● **Goal of the exercise**:
Copy word for word each line from the one that has "of the tall" to the last line of the records, with no other lines.

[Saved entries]
--*--

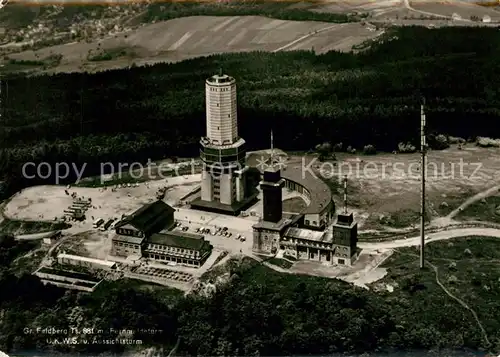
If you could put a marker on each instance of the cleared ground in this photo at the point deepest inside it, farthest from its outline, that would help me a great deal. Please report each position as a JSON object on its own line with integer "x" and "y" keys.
{"x": 189, "y": 37}
{"x": 463, "y": 9}
{"x": 49, "y": 202}
{"x": 385, "y": 189}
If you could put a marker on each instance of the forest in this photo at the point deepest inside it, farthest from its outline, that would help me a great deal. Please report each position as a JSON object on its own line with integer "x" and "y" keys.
{"x": 157, "y": 112}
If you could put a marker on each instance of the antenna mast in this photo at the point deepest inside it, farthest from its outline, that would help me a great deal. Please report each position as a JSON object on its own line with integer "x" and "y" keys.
{"x": 345, "y": 194}
{"x": 272, "y": 147}
{"x": 423, "y": 149}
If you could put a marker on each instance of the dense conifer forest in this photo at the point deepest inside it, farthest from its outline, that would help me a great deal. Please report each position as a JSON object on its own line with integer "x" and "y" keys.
{"x": 259, "y": 312}
{"x": 158, "y": 111}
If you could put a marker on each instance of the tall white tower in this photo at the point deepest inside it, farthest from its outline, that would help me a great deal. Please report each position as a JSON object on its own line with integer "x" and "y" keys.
{"x": 223, "y": 186}
{"x": 222, "y": 120}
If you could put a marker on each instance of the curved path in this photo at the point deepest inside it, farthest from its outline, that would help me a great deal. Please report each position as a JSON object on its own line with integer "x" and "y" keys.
{"x": 282, "y": 48}
{"x": 473, "y": 199}
{"x": 461, "y": 302}
{"x": 444, "y": 235}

--*--

● **Solution for this task**:
If you could put a marker on each instance of the tall white tower in this photo at the point deepest inside it, farthest from its outline, that would help me a great deal. Please report each position as a JSON object on its own line with integer "x" and "y" keys.
{"x": 223, "y": 186}
{"x": 222, "y": 120}
If you could put a marker on each instance of the curved path in this photo at the point deepest inside it, farthest from its outline, that would help me a great deal. Please report each position as a JSON object on its own line with integer "x" and "y" keys.
{"x": 282, "y": 48}
{"x": 473, "y": 199}
{"x": 461, "y": 302}
{"x": 444, "y": 235}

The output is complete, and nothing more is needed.